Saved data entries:
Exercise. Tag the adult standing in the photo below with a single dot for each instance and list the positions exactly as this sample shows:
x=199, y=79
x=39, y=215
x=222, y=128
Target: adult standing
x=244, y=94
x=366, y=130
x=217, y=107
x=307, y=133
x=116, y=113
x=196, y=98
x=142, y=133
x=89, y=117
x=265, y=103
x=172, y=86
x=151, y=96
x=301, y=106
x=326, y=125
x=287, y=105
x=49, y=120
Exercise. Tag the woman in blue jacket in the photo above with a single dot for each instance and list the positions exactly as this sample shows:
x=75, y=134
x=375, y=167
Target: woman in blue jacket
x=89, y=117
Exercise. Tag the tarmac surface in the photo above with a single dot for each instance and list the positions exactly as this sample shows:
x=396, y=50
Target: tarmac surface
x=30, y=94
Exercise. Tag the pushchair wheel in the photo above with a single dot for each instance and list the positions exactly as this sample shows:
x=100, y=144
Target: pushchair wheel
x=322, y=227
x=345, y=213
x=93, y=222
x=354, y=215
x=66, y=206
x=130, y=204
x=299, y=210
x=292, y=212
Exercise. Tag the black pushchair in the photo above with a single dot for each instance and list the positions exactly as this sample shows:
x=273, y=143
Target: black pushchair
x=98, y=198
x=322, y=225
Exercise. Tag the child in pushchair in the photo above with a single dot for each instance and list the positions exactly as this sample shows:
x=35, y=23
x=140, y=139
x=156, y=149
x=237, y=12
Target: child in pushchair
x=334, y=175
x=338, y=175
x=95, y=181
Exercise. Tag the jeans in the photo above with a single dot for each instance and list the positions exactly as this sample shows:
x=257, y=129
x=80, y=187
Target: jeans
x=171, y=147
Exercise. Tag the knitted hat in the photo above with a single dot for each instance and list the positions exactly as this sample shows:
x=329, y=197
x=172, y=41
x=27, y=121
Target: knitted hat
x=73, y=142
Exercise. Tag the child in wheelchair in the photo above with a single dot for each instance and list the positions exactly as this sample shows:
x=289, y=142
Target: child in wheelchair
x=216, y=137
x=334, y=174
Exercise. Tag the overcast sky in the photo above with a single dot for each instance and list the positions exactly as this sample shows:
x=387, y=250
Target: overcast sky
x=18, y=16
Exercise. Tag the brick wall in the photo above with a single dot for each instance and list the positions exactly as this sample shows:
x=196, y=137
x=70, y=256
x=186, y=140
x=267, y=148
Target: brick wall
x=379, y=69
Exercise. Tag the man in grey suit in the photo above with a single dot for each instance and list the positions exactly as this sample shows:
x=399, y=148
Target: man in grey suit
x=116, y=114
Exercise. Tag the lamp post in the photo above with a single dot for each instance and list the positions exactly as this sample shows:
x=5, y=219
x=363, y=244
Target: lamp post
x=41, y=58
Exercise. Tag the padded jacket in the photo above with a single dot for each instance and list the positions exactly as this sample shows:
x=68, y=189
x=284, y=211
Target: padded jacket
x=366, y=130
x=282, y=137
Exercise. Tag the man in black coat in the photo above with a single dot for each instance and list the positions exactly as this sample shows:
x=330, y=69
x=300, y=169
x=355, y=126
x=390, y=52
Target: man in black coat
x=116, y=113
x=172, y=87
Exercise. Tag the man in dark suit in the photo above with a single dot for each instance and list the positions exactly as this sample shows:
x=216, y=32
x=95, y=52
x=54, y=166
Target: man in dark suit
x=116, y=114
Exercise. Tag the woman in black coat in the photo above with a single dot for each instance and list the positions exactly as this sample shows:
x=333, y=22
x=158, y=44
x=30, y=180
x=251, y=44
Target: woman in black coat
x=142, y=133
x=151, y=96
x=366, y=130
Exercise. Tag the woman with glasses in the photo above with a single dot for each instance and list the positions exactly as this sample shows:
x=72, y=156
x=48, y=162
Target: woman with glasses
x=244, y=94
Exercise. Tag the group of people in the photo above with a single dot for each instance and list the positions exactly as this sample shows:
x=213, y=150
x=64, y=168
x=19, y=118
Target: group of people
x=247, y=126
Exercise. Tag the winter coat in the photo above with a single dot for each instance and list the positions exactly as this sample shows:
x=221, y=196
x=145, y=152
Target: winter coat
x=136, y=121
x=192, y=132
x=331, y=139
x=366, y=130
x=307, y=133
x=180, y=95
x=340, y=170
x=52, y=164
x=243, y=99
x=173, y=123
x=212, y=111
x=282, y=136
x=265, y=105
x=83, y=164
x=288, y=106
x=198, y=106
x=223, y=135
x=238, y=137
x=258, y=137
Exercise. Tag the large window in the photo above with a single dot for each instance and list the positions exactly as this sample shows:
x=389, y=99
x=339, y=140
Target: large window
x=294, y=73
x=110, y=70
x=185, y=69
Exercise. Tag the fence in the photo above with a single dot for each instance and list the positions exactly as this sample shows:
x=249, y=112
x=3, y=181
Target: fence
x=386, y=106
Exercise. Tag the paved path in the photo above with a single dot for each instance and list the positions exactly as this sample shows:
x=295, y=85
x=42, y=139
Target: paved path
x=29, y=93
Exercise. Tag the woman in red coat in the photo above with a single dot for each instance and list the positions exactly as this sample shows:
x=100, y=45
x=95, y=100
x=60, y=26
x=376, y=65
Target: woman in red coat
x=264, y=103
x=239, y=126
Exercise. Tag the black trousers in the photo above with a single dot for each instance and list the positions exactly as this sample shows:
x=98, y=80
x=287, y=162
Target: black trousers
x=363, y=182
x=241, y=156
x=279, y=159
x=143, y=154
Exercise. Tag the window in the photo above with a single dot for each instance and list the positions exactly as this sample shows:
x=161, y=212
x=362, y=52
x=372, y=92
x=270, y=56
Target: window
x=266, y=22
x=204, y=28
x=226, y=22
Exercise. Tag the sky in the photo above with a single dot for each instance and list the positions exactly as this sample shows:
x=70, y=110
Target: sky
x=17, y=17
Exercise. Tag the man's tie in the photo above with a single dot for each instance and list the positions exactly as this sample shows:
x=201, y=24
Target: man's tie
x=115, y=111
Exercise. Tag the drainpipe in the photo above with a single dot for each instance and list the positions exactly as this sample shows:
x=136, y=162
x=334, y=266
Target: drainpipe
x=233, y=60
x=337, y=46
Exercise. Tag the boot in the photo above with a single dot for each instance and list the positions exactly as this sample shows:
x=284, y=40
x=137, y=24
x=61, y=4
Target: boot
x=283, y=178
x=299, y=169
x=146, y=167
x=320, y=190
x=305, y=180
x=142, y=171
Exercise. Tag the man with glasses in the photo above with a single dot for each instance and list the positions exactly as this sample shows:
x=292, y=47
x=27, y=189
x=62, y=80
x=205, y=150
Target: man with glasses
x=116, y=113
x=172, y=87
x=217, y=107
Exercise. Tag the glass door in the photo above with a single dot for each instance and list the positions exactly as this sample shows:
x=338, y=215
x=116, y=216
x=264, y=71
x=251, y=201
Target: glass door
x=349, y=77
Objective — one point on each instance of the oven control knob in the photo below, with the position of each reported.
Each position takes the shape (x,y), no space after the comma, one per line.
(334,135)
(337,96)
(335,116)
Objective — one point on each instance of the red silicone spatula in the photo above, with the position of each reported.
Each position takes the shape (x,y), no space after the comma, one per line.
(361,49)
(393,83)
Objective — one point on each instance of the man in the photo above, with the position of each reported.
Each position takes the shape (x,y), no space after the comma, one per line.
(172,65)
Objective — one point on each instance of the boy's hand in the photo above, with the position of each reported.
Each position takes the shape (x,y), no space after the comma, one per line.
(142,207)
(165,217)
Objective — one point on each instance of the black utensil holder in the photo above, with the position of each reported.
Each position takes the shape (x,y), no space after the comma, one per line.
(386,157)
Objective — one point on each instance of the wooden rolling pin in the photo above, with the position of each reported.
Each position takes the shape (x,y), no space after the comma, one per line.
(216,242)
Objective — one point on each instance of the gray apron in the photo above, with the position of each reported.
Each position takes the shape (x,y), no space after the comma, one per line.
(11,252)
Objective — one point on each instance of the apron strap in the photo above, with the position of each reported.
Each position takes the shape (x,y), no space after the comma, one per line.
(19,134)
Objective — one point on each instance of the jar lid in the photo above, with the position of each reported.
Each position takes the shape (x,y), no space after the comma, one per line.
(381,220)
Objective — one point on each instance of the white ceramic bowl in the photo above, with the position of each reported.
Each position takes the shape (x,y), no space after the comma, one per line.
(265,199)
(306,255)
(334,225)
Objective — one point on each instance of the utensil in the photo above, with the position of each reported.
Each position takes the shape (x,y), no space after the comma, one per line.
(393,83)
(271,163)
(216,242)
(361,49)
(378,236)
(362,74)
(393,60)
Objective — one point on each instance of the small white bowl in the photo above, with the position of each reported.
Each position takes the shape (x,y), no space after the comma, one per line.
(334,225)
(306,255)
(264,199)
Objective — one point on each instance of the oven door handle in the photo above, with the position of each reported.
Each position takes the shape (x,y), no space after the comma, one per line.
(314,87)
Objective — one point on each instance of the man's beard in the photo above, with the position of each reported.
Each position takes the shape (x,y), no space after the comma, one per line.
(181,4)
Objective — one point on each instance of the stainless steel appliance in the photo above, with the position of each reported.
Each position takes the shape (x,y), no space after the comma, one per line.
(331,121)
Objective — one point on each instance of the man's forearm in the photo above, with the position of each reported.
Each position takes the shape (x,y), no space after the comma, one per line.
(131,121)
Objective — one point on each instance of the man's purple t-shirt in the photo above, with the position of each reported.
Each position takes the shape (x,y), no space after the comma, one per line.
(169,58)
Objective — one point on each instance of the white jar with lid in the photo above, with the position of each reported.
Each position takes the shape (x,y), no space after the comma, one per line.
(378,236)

= ABOUT THIS TASK =
From the records above, copy only the lines starting with the line that holds "x=156, y=149" and going on through the line that holds "x=80, y=187", exactly as written.

= RESPONSE AREA =
x=156, y=149
x=237, y=12
Target: child in pushchair
x=334, y=175
x=338, y=175
x=95, y=181
Exercise. Tag the jeans in the photo above with a single dot for each instance and list the positions exactly as this sample shows:
x=257, y=129
x=80, y=187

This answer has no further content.